## Übungsaufgabe 1
Gib den Text über den deutschen Buchhandel vollständig und ohne jede Änderung wieder.

-------- Text --------

Deutscher Buchhandel
Eine Branche im Wandel

Zwischen Kontinuität und Umbruch: der deutsche Buchhandel.
Zwischen Kontinuität und Umbruch: der deutsche Buchhandel. | Foto (Ausschnitt): © Hugendubel

Der digitale Wandel birgt viele Chancen – doch viel Licht bringt bekanntlich auch viel Schatten mit sich: Der deutsche Buchhandel befindet sich in einem ständigen Auf und Ab.

Laut Marktanalyse des Instituts für Demoskopie Allensbach lesen die Deutschen immer noch gerne. Im Jahr 2013 kauften 67 Prozent der befragten Frauen und 53 Prozent der befragten Männer Bücher. Beachtlich, aber noch überschaubar, ist der Trend zum E-Book: 2014 lasen 5,3 Prozent der Deutschen ihre Bücher elektronisch, 2013 waren es noch 3,3 Prozent, 2012 nur 2,6 Prozent.

-------- Rohe Auflistung --------

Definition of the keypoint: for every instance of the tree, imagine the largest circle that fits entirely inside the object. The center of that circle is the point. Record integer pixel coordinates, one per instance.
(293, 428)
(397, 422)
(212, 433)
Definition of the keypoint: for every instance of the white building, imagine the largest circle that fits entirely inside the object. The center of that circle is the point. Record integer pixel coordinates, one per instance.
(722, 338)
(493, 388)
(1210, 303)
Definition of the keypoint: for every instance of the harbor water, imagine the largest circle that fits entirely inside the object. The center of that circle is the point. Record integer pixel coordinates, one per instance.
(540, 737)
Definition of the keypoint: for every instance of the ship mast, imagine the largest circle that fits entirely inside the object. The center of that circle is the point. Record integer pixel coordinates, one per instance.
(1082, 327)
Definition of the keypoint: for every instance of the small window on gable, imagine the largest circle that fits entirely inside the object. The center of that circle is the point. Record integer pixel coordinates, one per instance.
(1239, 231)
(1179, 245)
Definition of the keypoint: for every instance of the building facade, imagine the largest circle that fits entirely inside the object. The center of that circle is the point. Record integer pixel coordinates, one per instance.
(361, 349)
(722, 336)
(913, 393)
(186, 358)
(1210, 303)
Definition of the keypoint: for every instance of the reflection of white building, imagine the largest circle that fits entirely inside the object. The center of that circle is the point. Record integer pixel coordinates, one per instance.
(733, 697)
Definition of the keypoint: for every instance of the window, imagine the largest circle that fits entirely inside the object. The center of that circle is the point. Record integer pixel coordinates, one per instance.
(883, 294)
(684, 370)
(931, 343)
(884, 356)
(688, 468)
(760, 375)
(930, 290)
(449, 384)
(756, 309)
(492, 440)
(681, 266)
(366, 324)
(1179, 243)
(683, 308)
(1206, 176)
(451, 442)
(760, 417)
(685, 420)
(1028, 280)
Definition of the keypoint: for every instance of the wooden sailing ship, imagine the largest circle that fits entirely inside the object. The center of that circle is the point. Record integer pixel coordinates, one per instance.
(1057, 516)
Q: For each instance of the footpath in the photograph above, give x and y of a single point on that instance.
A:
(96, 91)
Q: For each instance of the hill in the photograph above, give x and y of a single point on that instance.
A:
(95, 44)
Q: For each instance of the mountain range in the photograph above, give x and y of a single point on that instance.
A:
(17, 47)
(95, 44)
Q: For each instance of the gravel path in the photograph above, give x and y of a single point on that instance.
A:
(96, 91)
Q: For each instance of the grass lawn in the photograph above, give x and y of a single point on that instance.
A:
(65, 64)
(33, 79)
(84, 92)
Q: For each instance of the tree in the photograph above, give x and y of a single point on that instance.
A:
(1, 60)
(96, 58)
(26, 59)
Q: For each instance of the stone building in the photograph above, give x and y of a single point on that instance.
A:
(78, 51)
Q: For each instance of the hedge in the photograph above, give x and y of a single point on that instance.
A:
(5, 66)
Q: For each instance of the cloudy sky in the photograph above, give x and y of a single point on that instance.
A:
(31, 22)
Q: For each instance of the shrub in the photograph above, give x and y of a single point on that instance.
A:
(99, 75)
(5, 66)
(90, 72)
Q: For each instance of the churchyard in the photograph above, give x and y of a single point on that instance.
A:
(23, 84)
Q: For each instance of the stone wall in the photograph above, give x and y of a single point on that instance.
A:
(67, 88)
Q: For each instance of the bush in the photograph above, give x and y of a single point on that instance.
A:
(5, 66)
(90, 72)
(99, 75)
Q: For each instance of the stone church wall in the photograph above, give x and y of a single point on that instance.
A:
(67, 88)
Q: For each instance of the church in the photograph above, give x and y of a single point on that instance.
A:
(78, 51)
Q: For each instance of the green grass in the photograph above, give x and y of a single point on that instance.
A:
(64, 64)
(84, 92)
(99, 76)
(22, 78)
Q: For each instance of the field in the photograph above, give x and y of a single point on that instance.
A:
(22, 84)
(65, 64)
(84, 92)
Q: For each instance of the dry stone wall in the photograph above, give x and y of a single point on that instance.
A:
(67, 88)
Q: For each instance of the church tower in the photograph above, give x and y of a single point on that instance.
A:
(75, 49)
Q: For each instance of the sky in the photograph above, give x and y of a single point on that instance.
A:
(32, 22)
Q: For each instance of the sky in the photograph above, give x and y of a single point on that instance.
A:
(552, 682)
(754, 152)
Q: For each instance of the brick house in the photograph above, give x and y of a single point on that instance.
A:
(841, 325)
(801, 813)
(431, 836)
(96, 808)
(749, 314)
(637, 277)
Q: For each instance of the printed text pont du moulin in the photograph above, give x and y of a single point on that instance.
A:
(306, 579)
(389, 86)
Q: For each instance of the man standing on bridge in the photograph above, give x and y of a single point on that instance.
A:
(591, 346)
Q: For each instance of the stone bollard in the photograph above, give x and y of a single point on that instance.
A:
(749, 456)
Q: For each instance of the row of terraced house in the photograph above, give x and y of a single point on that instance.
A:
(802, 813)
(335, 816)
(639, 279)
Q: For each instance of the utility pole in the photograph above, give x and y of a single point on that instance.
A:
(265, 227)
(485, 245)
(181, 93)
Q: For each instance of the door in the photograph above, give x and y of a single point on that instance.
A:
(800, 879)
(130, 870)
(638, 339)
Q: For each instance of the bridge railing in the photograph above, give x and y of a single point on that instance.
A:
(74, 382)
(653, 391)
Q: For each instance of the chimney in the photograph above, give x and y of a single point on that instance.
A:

--------

## Übungsaufgabe 2
Tippe aus der Auflistung den Abschnitt ab, der mit der Zeile beginnt, die „Definition of the keypoint: for every instance of the harbor“ enthält, und mit der Zeile endet, die „(1057, 516)“ enthält, beide Zeilen eingeschlossen. Gib ausschließlich diese Zeilen unverändert aus.

## Vollständige Ausgabe 1
Deutscher Buchhandel
Eine Branche im Wandel

Zwischen Kontinuität und Umbruch: der deutsche Buchhandel.
Zwischen Kontinuität und Umbruch: der deutsche Buchhandel. | Foto (Ausschnitt): © Hugendubel

Der digitale Wandel birgt viele Chancen – doch viel Licht bringt bekanntlich auch viel Schatten mit sich: Der deutsche Buchhandel befindet sich in einem ständigen Auf und Ab.

Laut Marktanalyse des Instituts für Demoskopie Allensbach lesen die Deutschen immer noch gerne. Im Jahr 2013 kauften 67 Prozent der befragten Frauen und 53 Prozent der befragten Männer Bücher. Beachtlich, aber noch überschaubar, ist der Trend zum E-Book: 2014 lasen 5,3 Prozent der Deutschen ihre Bücher elektronisch, 2013 waren es noch 3,3 Prozent, 2012 nur 2,6 Prozent.

## Vollständige Ausgabe 2
Definition of the keypoint: for every instance of the harbor water, imagine the largest circle that fits entirely inside the object. The center of that circle is the point. Record integer pixel coordinates, one per instance.
(540, 737)
Definition of the keypoint: for every instance of the ship mast, imagine the largest circle that fits entirely inside the object. The center of that circle is the point. Record integer pixel coordinates, one per instance.
(1082, 327)
Definition of the keypoint: for every instance of the small window on gable, imagine the largest circle that fits entirely inside the object. The center of that circle is the point. Record integer pixel coordinates, one per instance.
(1239, 231)
(1179, 245)
Definition of the keypoint: for every instance of the building facade, imagine the largest circle that fits entirely inside the object. The center of that circle is the point. Record integer pixel coordinates, one per instance.
(361, 349)
(722, 336)
(913, 393)
(186, 358)
(1210, 303)
Definition of the keypoint: for every instance of the reflection of white building, imagine the largest circle that fits entirely inside the object. The center of that circle is the point. Record integer pixel coordinates, one per instance.
(733, 697)
Definition of the keypoint: for every instance of the window, imagine the largest circle that fits entirely inside the object. The center of that circle is the point. Record integer pixel coordinates, one per instance.
(883, 294)
(684, 370)
(931, 343)
(884, 356)
(688, 468)
(760, 375)
(930, 290)
(449, 384)
(756, 309)
(492, 440)
(681, 266)
(366, 324)
(1179, 243)
(683, 308)
(1206, 176)
(451, 442)
(760, 417)
(685, 420)
(1028, 280)
Definition of the keypoint: for every instance of the wooden sailing ship, imagine the largest circle that fits entirely inside the object. The center of that circle is the point. Record integer pixel coordinates, one per instance.
(1057, 516)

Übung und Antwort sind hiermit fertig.